▸ **REQUIRED TASK**
Reproduce the records below word for word, leaving out the pictures.

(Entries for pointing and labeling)
================

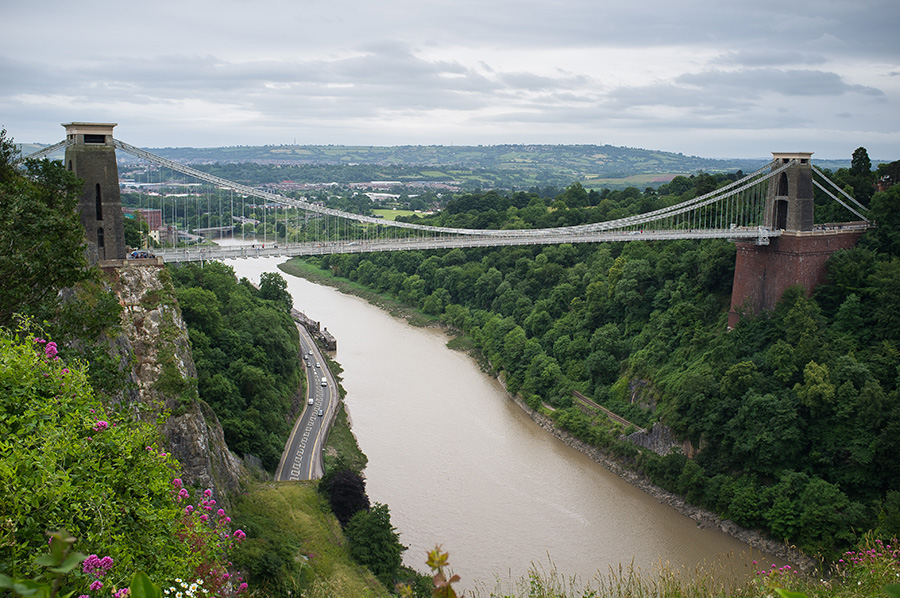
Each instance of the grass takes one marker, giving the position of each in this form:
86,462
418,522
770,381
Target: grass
288,524
871,570
392,214
342,442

================

▸ **RESPONSE BELOW**
Each instance of the grass takes one marker, giving the position of each in this form:
86,462
418,522
770,381
Target: grass
288,524
871,570
392,214
342,442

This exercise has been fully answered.